*EXTRAIT DU TEXTE*.
======

Par Abigail R. Esman
Special to IPT News
29 décembre 2014
Version originale anglaise : Guest
Column: Europe’s Year of the Jihadist
Traduction française: Johan
Bourlard
Parmi les tendances de l’année 2014 – le film Gone Girl, l’actrice et réalisatrice
Lena Dunham et la salade
de pommes de terre à 55.000 dollars – il y en a une que les auteurs de
classements semblent avoir oublié : 2014 fut également une année faste
pour le djihad islamique. Cela s’est vérifié non seulement sur le front syrien
et dans les villes et villages du Pakistan mais aussi, de façon plus subtile, à
travers l’Occident – particulièrement en Europe. Ce fut, par exemple, l’année
du massacre
de quatre juifs par Mehdi Nemmouche au Musée juif de Bruxelles.
Ce fut l’année où la Belgique fut
désignée « centre de recrutement terroriste » par le Wall Street Journal. En Allemagne, en
France, en Angleterre et aux Pays-Bas, des manifestations
en faveur de l’État islamique (EI) révélèrent au grand jour le soutien
grandissant au terrorisme et au djihad islamique parmi la population musulmane
européenne en constante augmentation – sous le regard bienveillant de
politiciens parfois même solidaires.
Tout au long de 2014, les Européens ont été
confrontés à des manifestations à la fois pro-État islamique et antijuives à
Paris, Hambourg, Amsterdam, Londres et La Haye ainsi qu’à l’établissement
de « zones de charia » à Londres, Wupperthal et ailleurs.
Il est vrai que ces zones ne correspondent pas toujours à des endroits où la
charia s’applique en lieu et place de la loi du pays mais cette expression
permet à ceux qui s’en servent de donner un nom à ces quartiers à majorité
musulmane dont les habitants tendent à se radicaliser et soutiennent
régulièrement des mouvements djihadistes à la fois dans le pays et à
l’étranger.
Autant d’éléments qui indiquent le succès
croissant d’islamistes qui s’appliquent à changer l’Europe de l’intérieur –
parfois par la violence, mais le plus souvent par des stratégies qu’on pourrait
appeler « djihad par ruse » – en exerçant des pressions sociales et
politiques pour transformer la culture du pays.

======

*DONNÉES PRÉSENTÉES*.

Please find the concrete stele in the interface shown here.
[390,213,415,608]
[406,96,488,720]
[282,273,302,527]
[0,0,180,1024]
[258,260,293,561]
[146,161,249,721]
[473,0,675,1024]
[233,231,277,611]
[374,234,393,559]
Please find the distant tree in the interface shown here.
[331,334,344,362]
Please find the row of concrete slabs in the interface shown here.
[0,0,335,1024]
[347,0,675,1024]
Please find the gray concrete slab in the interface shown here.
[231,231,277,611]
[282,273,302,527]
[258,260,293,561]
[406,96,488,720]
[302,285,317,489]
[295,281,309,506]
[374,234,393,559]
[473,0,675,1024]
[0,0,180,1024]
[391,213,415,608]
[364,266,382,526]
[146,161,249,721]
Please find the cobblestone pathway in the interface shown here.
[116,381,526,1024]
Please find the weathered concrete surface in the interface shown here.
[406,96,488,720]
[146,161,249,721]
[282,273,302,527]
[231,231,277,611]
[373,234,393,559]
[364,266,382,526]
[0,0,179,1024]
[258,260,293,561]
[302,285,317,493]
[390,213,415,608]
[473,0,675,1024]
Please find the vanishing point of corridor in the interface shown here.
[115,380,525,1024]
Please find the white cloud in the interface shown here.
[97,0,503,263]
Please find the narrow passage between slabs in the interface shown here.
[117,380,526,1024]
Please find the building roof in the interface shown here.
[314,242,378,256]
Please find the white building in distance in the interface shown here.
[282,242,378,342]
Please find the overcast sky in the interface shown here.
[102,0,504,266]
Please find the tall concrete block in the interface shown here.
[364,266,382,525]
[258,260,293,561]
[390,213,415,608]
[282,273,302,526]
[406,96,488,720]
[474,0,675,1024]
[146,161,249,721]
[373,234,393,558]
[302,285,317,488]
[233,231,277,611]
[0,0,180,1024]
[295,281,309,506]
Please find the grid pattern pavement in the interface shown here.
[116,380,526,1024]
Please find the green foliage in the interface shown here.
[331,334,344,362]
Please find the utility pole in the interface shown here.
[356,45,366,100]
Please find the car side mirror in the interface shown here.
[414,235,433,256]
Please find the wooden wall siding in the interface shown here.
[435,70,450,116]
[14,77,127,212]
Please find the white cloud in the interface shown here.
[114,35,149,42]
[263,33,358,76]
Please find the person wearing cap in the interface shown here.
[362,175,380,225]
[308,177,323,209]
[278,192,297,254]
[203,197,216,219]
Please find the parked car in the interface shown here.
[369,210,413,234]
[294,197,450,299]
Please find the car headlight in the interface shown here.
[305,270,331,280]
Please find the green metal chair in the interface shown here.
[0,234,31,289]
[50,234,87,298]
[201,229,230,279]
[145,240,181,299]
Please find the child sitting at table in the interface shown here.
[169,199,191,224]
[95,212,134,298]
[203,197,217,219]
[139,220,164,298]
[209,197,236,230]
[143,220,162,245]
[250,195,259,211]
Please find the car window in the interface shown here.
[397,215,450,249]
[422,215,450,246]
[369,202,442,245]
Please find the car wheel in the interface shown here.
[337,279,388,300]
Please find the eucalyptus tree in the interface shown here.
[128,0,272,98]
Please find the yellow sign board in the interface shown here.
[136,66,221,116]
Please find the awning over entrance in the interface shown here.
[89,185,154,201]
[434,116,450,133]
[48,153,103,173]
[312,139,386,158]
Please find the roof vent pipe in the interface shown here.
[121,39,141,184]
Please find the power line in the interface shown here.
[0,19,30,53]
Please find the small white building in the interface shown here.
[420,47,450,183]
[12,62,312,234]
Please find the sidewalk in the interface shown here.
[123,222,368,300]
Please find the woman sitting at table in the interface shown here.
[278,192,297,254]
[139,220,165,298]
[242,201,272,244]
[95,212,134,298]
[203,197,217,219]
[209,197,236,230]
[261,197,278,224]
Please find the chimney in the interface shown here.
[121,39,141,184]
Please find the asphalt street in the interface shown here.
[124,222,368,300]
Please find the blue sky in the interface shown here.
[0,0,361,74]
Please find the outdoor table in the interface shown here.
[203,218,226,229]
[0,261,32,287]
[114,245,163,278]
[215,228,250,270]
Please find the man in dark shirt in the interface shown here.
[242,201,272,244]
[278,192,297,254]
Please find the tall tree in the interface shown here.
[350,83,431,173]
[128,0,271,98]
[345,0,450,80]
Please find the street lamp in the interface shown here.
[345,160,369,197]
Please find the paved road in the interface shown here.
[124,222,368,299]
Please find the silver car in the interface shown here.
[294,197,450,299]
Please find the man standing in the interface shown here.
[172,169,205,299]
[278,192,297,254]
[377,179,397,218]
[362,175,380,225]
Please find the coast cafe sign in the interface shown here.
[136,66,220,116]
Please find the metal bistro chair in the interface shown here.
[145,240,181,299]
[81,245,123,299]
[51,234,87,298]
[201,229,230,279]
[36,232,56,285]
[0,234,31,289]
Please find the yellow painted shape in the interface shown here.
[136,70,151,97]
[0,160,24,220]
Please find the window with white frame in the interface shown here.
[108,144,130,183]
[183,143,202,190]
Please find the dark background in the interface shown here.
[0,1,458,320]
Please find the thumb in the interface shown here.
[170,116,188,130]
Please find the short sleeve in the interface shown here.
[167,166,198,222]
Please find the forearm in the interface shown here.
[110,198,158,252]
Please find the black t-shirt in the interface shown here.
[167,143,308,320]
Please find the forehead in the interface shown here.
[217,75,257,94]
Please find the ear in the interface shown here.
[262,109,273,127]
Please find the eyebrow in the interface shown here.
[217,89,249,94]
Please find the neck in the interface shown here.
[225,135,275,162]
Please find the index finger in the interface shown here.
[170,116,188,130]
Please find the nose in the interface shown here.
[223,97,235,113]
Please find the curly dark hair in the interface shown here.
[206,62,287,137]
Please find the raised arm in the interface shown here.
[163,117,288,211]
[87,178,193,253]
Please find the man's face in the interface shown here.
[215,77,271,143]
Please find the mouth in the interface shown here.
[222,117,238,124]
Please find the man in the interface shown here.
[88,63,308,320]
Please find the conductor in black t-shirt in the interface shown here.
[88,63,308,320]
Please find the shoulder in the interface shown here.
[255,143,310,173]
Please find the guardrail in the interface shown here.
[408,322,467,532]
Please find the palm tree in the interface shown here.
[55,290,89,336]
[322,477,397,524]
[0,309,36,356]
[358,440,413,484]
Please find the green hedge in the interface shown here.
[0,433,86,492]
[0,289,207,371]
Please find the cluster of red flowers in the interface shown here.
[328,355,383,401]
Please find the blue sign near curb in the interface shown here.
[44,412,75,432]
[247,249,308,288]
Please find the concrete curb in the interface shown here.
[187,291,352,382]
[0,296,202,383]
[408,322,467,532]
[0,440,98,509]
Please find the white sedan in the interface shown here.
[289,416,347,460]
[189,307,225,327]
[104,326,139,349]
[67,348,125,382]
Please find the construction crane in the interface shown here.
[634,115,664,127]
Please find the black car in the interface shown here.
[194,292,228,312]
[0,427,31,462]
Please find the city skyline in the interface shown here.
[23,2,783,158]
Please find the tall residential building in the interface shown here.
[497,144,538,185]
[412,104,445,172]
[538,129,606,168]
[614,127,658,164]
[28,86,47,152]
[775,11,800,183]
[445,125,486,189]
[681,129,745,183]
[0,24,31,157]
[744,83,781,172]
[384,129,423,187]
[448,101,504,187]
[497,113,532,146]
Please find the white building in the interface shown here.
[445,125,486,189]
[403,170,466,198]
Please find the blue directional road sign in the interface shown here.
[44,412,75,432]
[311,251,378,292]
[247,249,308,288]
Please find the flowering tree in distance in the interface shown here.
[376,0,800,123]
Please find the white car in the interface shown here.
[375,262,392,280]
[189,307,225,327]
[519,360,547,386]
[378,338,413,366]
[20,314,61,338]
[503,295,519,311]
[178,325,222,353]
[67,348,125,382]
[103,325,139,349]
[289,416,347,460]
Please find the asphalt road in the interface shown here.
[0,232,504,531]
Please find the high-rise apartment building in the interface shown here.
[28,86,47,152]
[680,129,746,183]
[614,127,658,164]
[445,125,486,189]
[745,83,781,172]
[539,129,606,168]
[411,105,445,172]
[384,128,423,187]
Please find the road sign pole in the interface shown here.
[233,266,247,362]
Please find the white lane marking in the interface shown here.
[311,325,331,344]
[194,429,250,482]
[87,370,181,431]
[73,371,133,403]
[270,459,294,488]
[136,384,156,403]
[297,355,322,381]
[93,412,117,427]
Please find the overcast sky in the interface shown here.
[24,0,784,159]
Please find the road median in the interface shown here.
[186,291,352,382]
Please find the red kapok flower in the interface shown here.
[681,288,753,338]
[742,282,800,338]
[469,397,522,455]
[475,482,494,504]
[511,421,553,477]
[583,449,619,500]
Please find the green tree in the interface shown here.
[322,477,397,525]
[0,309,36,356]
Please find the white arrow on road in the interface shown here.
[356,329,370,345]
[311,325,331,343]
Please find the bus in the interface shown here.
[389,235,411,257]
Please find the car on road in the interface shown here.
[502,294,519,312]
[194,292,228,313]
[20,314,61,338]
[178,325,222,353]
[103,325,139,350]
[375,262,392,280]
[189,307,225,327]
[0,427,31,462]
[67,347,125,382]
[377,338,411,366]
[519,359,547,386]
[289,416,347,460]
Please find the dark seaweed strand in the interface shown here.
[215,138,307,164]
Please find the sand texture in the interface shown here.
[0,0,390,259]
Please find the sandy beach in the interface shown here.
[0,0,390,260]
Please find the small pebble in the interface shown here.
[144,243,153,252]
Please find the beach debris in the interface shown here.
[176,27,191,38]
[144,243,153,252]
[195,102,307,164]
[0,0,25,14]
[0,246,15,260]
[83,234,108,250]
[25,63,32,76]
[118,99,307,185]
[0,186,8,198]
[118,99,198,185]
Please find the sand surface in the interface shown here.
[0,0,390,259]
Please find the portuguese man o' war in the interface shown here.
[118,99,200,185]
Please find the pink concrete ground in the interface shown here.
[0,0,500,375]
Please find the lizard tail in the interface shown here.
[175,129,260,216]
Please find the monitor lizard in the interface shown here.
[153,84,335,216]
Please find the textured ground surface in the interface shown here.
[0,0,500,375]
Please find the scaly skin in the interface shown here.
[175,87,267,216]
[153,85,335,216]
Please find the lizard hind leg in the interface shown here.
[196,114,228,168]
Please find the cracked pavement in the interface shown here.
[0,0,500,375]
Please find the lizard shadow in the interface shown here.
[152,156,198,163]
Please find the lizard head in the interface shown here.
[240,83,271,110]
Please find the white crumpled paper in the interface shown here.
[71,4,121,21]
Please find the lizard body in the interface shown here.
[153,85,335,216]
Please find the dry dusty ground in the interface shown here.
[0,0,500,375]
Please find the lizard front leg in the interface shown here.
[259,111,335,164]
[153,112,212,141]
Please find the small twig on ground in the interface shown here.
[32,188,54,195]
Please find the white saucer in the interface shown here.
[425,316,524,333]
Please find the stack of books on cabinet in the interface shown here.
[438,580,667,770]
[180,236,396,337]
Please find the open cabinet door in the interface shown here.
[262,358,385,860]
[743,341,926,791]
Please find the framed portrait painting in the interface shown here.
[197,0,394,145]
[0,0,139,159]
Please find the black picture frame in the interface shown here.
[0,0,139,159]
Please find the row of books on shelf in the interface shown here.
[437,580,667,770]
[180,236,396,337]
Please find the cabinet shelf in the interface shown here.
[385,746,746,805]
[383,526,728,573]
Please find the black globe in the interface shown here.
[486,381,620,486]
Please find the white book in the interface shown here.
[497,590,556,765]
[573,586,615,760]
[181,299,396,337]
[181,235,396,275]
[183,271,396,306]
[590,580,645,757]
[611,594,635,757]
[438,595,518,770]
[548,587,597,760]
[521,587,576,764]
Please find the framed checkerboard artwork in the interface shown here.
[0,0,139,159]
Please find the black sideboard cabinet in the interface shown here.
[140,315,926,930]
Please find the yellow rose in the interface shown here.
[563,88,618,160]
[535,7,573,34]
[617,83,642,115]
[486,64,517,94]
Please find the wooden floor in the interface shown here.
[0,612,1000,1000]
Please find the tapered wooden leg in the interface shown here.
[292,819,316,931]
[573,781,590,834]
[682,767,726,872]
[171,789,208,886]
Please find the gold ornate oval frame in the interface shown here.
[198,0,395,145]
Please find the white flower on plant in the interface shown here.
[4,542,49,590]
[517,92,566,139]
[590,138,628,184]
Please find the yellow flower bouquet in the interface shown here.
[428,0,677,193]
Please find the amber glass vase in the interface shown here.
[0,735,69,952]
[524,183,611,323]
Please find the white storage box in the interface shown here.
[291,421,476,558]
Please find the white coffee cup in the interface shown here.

======

*LES CONSIGNES*.
**1.** Condensez le paragraphe de l'extrait qui commence par « Il est vrai que ces zones » en conservant ses informations essentielles.
**2.** Relevez toutes les villes nommées dans l'extrait.
Les lignes n'ont aucun rôle ici.

*RÉPONSES COMPLÈTES*.
**1.** Les « zones de charia » ne sont pas toujours des lieux où la charia remplace la loi du pays. L'expression sert à nommer des quartiers à majorité musulmane dont les habitants tendent à se radicaliser et soutiennent régulièrement des mouvements djihadistes, dans le pays comme à l'étranger.

**2.**
- Bruxelles
- Paris
- Hambourg
- Amsterdam
- Londres
- La Haye
- Wupperthal